• _SET EXERCISE_
Locate every line in the items below that contains the string "blouse" and copy each such line in full.

• _Entries from a point annotation set_
--- --- ---

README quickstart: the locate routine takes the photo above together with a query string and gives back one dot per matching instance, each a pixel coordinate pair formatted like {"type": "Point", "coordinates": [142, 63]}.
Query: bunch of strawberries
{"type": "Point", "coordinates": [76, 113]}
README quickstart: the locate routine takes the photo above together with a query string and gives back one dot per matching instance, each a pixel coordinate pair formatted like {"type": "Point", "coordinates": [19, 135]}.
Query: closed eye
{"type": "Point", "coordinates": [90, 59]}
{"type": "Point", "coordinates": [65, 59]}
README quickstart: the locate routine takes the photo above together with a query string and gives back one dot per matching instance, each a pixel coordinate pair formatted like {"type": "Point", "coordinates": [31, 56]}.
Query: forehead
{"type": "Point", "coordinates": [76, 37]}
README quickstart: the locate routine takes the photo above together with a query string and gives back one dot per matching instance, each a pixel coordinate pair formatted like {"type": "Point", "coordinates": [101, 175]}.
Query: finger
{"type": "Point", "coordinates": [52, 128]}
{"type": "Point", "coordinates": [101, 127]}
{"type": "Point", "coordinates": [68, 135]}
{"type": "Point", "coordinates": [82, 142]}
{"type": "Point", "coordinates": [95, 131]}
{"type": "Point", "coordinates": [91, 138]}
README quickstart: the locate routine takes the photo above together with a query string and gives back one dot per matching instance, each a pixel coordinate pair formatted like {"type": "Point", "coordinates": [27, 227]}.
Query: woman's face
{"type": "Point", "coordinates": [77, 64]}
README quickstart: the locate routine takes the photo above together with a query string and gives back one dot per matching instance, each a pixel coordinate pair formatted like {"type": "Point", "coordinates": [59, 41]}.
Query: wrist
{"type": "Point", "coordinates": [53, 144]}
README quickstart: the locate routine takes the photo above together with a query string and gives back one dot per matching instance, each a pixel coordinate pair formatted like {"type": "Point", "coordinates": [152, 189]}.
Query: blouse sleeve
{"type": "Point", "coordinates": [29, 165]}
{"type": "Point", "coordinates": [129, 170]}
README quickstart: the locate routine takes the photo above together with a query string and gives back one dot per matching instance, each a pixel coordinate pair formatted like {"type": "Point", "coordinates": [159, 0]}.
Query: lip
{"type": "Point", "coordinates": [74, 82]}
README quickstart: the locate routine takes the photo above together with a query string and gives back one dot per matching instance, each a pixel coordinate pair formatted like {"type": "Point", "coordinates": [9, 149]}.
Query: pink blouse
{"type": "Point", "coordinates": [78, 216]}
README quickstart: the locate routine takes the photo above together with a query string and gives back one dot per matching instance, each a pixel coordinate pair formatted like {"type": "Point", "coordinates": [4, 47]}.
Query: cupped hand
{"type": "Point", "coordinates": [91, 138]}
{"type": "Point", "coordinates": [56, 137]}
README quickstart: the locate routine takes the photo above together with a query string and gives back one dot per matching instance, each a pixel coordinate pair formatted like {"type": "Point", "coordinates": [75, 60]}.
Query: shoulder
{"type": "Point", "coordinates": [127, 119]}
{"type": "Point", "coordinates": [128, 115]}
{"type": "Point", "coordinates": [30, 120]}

--- --- ---

• _RESULT OF THE EXERCISE_
Query: blouse sleeve
Query: pink blouse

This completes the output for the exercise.